▶ [REQUIREMENTS]: Which of the lines below contain the string "path"? Return each of them in full, treating uppercase and lowercase as different.

::::

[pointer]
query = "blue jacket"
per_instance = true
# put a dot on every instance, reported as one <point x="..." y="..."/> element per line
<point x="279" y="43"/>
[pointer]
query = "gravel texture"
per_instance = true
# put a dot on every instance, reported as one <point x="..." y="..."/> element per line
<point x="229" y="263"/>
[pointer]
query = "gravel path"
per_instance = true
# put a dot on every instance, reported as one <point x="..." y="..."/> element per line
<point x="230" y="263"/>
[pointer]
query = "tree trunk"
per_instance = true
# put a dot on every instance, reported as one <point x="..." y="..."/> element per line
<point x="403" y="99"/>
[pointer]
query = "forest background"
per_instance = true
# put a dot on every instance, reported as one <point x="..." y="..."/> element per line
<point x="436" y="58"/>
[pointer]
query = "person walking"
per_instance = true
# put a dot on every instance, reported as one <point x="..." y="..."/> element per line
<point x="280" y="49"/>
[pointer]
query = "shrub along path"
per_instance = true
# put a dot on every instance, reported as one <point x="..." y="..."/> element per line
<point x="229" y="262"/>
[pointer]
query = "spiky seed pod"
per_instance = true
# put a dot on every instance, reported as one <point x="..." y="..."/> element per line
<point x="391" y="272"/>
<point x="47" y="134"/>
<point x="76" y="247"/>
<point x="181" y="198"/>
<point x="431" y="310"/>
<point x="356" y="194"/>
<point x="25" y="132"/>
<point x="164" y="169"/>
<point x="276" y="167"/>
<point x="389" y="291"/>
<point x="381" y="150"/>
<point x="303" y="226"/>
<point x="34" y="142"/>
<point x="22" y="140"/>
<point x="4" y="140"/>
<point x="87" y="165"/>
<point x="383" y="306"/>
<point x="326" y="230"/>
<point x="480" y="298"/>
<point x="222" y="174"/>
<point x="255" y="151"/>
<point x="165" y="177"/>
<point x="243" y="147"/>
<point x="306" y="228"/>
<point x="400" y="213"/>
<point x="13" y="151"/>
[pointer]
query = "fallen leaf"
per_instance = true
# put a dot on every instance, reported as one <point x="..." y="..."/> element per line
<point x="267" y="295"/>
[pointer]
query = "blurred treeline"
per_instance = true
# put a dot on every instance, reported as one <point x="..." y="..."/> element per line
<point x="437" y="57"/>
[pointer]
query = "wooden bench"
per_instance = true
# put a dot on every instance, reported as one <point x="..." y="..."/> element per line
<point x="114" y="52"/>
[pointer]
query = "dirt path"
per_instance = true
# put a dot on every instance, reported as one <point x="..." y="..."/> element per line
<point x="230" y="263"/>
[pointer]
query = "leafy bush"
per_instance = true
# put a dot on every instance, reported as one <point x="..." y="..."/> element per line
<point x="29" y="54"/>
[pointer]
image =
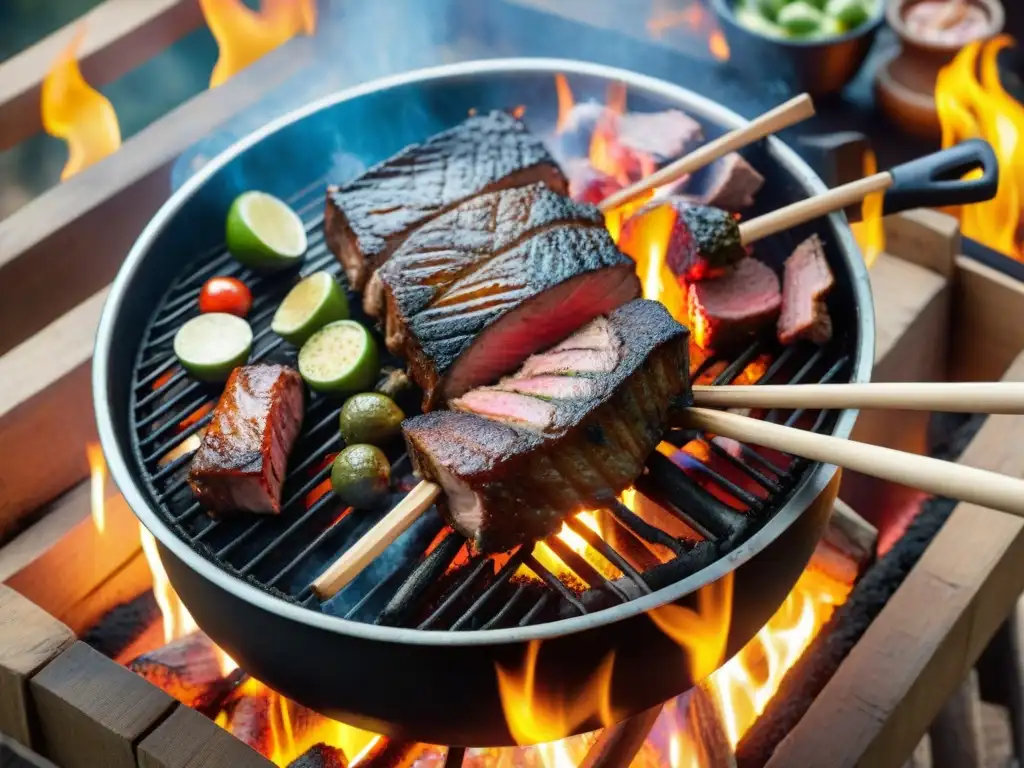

::::

▶ [REPLY]:
query = "gravel path"
query = "shrub along path"
query = "dirt path"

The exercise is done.